# EXERCISE AIM
Render every line of the listing below as a Markdown table with two columns: Row, holding a running number, and Line, holding that line's text. Leave out any blank lines.

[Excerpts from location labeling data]
*****

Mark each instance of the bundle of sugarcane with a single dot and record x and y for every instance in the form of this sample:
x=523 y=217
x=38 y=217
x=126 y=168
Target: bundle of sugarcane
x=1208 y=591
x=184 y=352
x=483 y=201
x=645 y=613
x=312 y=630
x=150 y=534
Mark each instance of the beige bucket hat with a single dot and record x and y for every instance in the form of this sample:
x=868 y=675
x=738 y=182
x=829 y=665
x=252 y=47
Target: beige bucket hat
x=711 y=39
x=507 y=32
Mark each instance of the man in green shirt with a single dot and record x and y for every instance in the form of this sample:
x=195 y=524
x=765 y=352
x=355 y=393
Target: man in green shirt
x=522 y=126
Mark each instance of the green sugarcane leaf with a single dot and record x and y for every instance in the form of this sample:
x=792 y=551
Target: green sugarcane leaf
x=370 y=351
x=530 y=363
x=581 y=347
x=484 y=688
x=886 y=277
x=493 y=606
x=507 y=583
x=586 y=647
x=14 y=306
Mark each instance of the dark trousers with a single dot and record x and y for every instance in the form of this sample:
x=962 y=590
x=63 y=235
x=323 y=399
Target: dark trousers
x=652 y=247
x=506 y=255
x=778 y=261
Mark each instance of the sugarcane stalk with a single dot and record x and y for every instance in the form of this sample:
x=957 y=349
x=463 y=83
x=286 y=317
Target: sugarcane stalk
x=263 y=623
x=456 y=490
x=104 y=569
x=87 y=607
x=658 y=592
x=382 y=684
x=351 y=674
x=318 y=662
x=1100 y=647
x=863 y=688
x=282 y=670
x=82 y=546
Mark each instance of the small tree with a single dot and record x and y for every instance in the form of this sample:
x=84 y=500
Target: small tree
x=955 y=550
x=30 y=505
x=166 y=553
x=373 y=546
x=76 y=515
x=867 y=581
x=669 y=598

*****

# FULL SOLUTION
| Row | Line |
|---|---|
| 1 | Mark each instance of the bundle of sugarcane with a single dot and record x and y for every instance in the form of this sample: |
| 2 | x=523 y=217 |
| 3 | x=38 y=217 |
| 4 | x=126 y=168 |
| 5 | Target: bundle of sugarcane |
| 6 | x=1208 y=591 |
| 7 | x=184 y=352 |
| 8 | x=483 y=201 |
| 9 | x=645 y=613 |
| 10 | x=312 y=630 |
| 11 | x=150 y=534 |
| 12 | Mark each instance of the beige bucket hat with a single dot and record x and y for every instance in the form of this sample: |
| 13 | x=868 y=675 |
| 14 | x=738 y=182 |
| 15 | x=829 y=665 |
| 16 | x=252 y=47 |
| 17 | Target: beige bucket hat |
| 18 | x=711 y=39 |
| 19 | x=507 y=32 |
| 20 | Mark each instance of the man in green shirt with a single dot and record x and y for every instance in the form of this sample: |
| 21 | x=195 y=524 |
| 22 | x=765 y=352 |
| 23 | x=355 y=393 |
| 24 | Target: man in green shirt |
| 25 | x=522 y=126 |
| 26 | Mark each instance of the green sugarcane leaf with a single dot and record x and y for every instance in the form of this sample: |
| 27 | x=792 y=551 |
| 28 | Target: green sugarcane leaf |
| 29 | x=370 y=351 |
| 30 | x=530 y=363 |
| 31 | x=581 y=347 |
| 32 | x=484 y=688 |
| 33 | x=886 y=277 |
| 34 | x=493 y=606 |
| 35 | x=507 y=583 |
| 36 | x=586 y=647 |
| 37 | x=14 y=306 |
| 38 | Mark each instance of the dark trousers with a single dot and record x and y for every instance in the form of this sample: |
| 39 | x=962 y=590 |
| 40 | x=63 y=235 |
| 41 | x=323 y=399 |
| 42 | Target: dark trousers |
| 43 | x=652 y=247 |
| 44 | x=506 y=255 |
| 45 | x=778 y=261 |
| 46 | Mark each instance of the sugarcane stalk with a single dot and record x and y for every instance in the form of this sample: |
| 47 | x=957 y=349 |
| 48 | x=463 y=83 |
| 49 | x=286 y=317 |
| 50 | Target: sugarcane stalk |
| 51 | x=263 y=623 |
| 52 | x=456 y=490 |
| 53 | x=104 y=569 |
| 54 | x=87 y=607 |
| 55 | x=658 y=592 |
| 56 | x=382 y=684 |
| 57 | x=351 y=674 |
| 58 | x=318 y=662 |
| 59 | x=1100 y=647 |
| 60 | x=863 y=688 |
| 61 | x=282 y=670 |
| 62 | x=82 y=546 |
| 63 | Mark each instance of the small tree with a single dot and record x and y for every instance in the form of this sample: |
| 64 | x=84 y=500 |
| 65 | Target: small tree |
| 66 | x=955 y=550 |
| 67 | x=30 y=505 |
| 68 | x=166 y=553 |
| 69 | x=373 y=546 |
| 70 | x=76 y=515 |
| 71 | x=867 y=581 |
| 72 | x=669 y=598 |